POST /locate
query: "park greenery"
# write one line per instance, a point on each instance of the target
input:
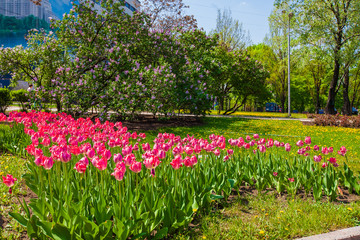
(12, 24)
(95, 179)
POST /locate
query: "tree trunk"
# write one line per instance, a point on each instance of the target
(330, 105)
(346, 107)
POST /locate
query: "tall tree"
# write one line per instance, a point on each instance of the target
(231, 32)
(167, 14)
(277, 40)
(336, 22)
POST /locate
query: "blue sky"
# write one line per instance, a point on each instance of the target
(252, 13)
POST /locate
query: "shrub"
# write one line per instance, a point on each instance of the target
(5, 99)
(21, 97)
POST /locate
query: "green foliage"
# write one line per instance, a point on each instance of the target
(5, 99)
(24, 24)
(21, 96)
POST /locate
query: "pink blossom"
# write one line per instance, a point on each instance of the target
(136, 166)
(117, 157)
(9, 180)
(176, 162)
(300, 143)
(287, 147)
(48, 163)
(80, 167)
(217, 152)
(317, 158)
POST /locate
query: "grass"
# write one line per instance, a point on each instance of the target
(10, 229)
(262, 114)
(249, 217)
(267, 217)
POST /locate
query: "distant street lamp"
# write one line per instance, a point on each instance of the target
(289, 112)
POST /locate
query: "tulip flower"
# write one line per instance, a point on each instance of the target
(135, 166)
(80, 167)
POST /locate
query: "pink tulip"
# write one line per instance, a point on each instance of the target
(136, 166)
(151, 162)
(332, 160)
(188, 150)
(176, 163)
(287, 147)
(39, 160)
(325, 150)
(161, 154)
(84, 160)
(317, 158)
(187, 162)
(90, 153)
(217, 152)
(299, 143)
(146, 147)
(262, 148)
(65, 157)
(119, 171)
(80, 167)
(106, 154)
(193, 160)
(48, 163)
(9, 180)
(101, 164)
(129, 159)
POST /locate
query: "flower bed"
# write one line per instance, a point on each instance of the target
(336, 120)
(99, 181)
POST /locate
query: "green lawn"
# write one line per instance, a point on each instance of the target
(249, 216)
(286, 131)
(262, 114)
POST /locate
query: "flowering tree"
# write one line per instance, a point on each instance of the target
(113, 62)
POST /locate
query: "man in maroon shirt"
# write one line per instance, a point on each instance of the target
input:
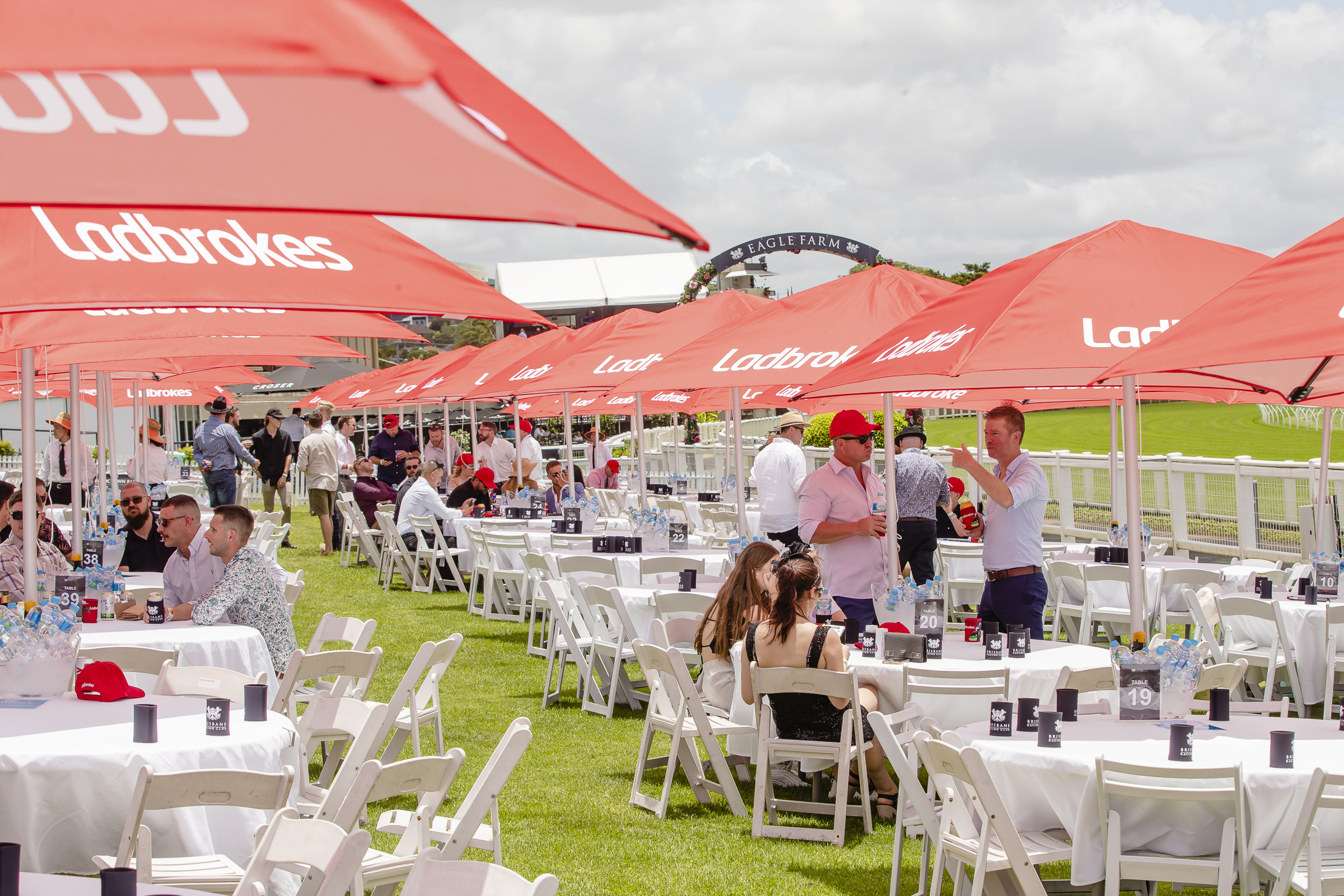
(370, 492)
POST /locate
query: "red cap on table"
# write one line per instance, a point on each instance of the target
(104, 682)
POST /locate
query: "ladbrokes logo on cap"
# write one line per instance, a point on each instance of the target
(139, 240)
(935, 342)
(784, 361)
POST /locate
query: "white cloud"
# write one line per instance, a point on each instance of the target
(939, 130)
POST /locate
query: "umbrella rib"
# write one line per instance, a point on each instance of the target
(1304, 391)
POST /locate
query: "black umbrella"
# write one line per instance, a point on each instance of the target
(304, 379)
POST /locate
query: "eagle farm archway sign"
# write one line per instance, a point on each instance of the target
(791, 242)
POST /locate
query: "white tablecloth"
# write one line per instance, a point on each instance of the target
(1032, 676)
(68, 770)
(222, 645)
(1057, 787)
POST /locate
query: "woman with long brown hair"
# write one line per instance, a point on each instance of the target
(743, 600)
(788, 638)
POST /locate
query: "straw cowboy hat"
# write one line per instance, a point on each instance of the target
(153, 432)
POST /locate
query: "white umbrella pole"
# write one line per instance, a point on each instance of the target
(1323, 493)
(1117, 499)
(1133, 511)
(889, 438)
(980, 450)
(77, 470)
(569, 445)
(518, 446)
(737, 457)
(476, 459)
(637, 440)
(29, 446)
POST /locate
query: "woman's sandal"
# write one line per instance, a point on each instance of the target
(886, 804)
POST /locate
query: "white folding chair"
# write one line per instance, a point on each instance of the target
(506, 587)
(538, 570)
(358, 538)
(465, 828)
(395, 559)
(841, 753)
(976, 828)
(569, 641)
(203, 682)
(1240, 618)
(1177, 577)
(612, 633)
(428, 778)
(667, 564)
(331, 855)
(1320, 872)
(1086, 682)
(417, 703)
(334, 719)
(917, 816)
(1163, 783)
(433, 875)
(207, 787)
(675, 710)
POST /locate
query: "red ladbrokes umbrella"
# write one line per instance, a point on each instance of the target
(1058, 318)
(91, 327)
(1276, 329)
(100, 120)
(640, 344)
(797, 339)
(539, 359)
(205, 257)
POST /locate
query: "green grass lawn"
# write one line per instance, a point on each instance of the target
(565, 810)
(1190, 428)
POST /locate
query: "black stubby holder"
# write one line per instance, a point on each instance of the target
(146, 729)
(254, 703)
(118, 881)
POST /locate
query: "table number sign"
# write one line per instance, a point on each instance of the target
(71, 590)
(929, 615)
(92, 553)
(678, 536)
(1140, 692)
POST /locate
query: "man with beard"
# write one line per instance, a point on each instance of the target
(146, 548)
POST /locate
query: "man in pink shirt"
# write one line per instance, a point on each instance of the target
(837, 511)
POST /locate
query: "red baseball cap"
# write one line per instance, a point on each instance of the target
(104, 682)
(851, 423)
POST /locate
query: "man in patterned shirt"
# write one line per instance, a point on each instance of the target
(246, 591)
(921, 486)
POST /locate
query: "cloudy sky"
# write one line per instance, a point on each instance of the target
(939, 130)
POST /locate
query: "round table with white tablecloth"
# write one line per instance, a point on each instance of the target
(69, 767)
(222, 645)
(1032, 676)
(1057, 787)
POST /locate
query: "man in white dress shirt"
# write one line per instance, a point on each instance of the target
(1018, 492)
(777, 476)
(59, 457)
(492, 452)
(192, 571)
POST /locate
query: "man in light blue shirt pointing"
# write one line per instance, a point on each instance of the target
(1016, 492)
• • •
Reproduce the entries above word for word. Pictures stay out.

POST /locate
query: "park greenery"
# write one line per instance, a point on each instance of the target
input:
(12, 24)
(95, 179)
POST /locate
query: "tree trunk"
# write one line per instance, a point on each instance of the target
(330, 105)
(346, 107)
POST /locate
query: "tall tree"
# write one line per instance, a point on each instance of the target
(231, 32)
(167, 14)
(277, 40)
(336, 22)
POST /locate
query: "blue sky"
# write one line per instance, a point on each instance of the target
(252, 13)
POST /locate
query: "shrub"
# write one line per instance, a point on each instance of the target
(5, 99)
(21, 97)
POST /locate
query: "green foliage"
# write one line per instance, a point on each instance of the target
(5, 99)
(24, 24)
(21, 96)
POST /locate
query: "pink blossom"
# write one line per instance, a point on each instance of the target
(136, 166)
(117, 157)
(9, 180)
(176, 162)
(300, 143)
(287, 147)
(48, 163)
(80, 167)
(217, 152)
(317, 158)
POST /locate
query: "grass"
# write one line per instance, a point on each instance of the target
(10, 229)
(262, 114)
(249, 217)
(267, 217)
POST /locate
query: "distant street lamp"
# write one line per instance, a point on each instance of the target
(289, 112)
POST /locate
query: "tulip flower"
# write one line per instance, a point on each instance of the target
(135, 166)
(80, 167)
POST /locate
query: "pink tulip"
# write one line per instance, a point on each instance of the target
(136, 166)
(151, 162)
(332, 160)
(188, 150)
(176, 163)
(287, 147)
(39, 160)
(325, 150)
(161, 154)
(84, 160)
(317, 158)
(187, 162)
(90, 153)
(217, 152)
(299, 143)
(146, 147)
(262, 148)
(65, 157)
(119, 171)
(80, 167)
(106, 154)
(193, 160)
(48, 163)
(9, 180)
(101, 164)
(129, 159)
POST /locate
query: "flower bed"
# write one line per instance, a point on each instance of the target
(336, 120)
(99, 181)
POST /locate
query: "green lawn"
# write one line per instance, a point on each instance of the target
(249, 216)
(286, 131)
(262, 114)
POST /locate
query: "flowering tree"
# write one line per instance, a point on each instance of the target
(113, 62)
POST /locate
query: "man in maroon shirt"
# write one line per instance, a point on each instance of the target
input:
(370, 492)
POST /locate
query: "red cap on table"
# write one line per instance, a point on each instance of the target
(104, 682)
POST /locate
query: "ladbrokes logo on cap"
# write one line per instance, a point on each instance of the target
(139, 240)
(935, 342)
(784, 361)
POST /locate
query: "white cloud"
# write one line per instance, a point on each instance of the target
(939, 130)
POST /locate
query: "umbrella rib"
# write one line per instance, a point on each instance of the target
(1304, 391)
POST /locate
query: "black umbrella"
# write one line per instance, a point on each instance of the target
(304, 379)
POST /locate
query: "eagle farm archway sign"
# write one line per instance, a point on each instance of the target
(791, 242)
POST /locate
query: "white tablecloth"
# write one line per instance, a point on each instance of the target
(1032, 676)
(68, 770)
(222, 645)
(1057, 787)
POST /locate
query: "woman with long brown hair"
# write one line per instance, a point on each instance of the target
(743, 600)
(788, 638)
POST /locate
query: "straw cowboy hat"
# write one line per instance, a point on each instance of the target
(153, 432)
POST /locate
query: "white umbrella pole"
# write one line per instance, a point on each instance of the target
(1323, 493)
(1117, 499)
(1133, 511)
(889, 438)
(980, 450)
(77, 470)
(569, 445)
(518, 446)
(737, 457)
(476, 459)
(637, 440)
(29, 446)
POST /locate
query: "woman's sandal"
# write one line per instance, a point on each instance of the target
(886, 804)
POST /locate
query: "white folding chair"
# write one line per instance, a point on each instance of the target
(506, 587)
(538, 570)
(358, 538)
(465, 828)
(395, 559)
(841, 753)
(976, 828)
(569, 641)
(203, 682)
(1240, 618)
(1177, 577)
(612, 633)
(428, 778)
(667, 564)
(331, 855)
(1320, 872)
(1086, 682)
(417, 703)
(334, 719)
(917, 816)
(1163, 783)
(433, 875)
(207, 787)
(675, 710)
POST /locate
query: "red ladbrokes umbrella"
# write one line per instance, a point on each instance of the target
(1058, 318)
(91, 327)
(1276, 329)
(100, 120)
(640, 344)
(797, 339)
(539, 359)
(205, 257)
POST /locate
query: "green grass lawn"
# write one line per instance, a point on each instance of the target
(565, 810)
(1190, 428)
POST /locate
query: "black stubby holder"
# write one line per instance, a point on each instance of the target
(146, 729)
(254, 703)
(118, 881)
POST /locate
query: "table number sign"
# write one line per instance, a point on each instance of the target
(71, 590)
(929, 615)
(92, 553)
(678, 536)
(1140, 692)
POST /locate
query: "man with beard"
# write one line per instance, a point on each instance of the target
(146, 548)
POST /locate
query: "man in pink shirt"
# write one line per instance, a point on each instance of the target
(837, 511)
POST /locate
query: "red baseball cap"
# write one line per instance, a point on each instance of the target
(104, 682)
(851, 423)
POST /locate
query: "man in patterned shirt"
# write one line per instance, a point on each instance of the target
(246, 591)
(921, 486)
POST /locate
query: "cloudy sky"
# write one line per instance, a point on each instance of the target
(939, 130)
POST /locate
query: "round table with white tablecloth"
# write one line per instance, a point on each instance of the target
(69, 767)
(222, 645)
(1032, 676)
(1057, 787)
POST /locate
query: "man in white dress shirt"
# write one line per instance, a point on each instance of the target
(1018, 492)
(777, 476)
(59, 457)
(492, 452)
(192, 571)
POST /locate
query: "man in light blue shirt pointing"
# write one line per instance, a point on each instance of the target
(1016, 492)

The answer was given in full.